WHAT THE TASK REQUIRES:
For every entry, output the exact wording.

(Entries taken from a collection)
━━━━━━━━

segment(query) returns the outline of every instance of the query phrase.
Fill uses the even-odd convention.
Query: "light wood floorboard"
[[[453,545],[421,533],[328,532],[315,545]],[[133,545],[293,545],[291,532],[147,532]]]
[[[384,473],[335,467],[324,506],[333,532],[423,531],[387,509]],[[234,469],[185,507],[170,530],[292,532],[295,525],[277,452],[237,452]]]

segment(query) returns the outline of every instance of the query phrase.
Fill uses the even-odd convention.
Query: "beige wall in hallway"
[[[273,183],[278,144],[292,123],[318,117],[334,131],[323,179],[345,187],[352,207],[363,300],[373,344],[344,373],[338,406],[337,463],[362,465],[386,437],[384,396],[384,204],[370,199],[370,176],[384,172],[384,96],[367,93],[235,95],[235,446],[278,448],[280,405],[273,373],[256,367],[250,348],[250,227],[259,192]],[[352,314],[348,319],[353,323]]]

━━━━━━━━

WRITTEN SOLUTION:
segment(query) returns the outline of every instance of the query phrase.
Fill uses the even-odd convention.
Query: "light wood floorboard"
[[[453,545],[421,533],[328,532],[315,545]],[[133,545],[293,545],[291,532],[147,532]]]
[[[384,473],[335,467],[324,506],[333,532],[423,531],[387,509]],[[234,469],[185,507],[170,530],[292,532],[295,525],[277,452],[237,452]]]

segment(query) returns the outline of every instance of the query phrase.
Fill uses the even-odd convention.
Query: "beige wall in hallway"
[[[273,183],[278,144],[292,123],[318,117],[334,131],[323,179],[345,187],[352,207],[363,300],[373,344],[344,373],[338,406],[337,463],[362,465],[386,437],[384,396],[384,204],[370,199],[370,176],[384,172],[384,96],[367,93],[235,95],[235,446],[278,448],[280,405],[273,373],[256,367],[250,348],[250,227],[259,192]],[[352,314],[348,319],[353,323]]]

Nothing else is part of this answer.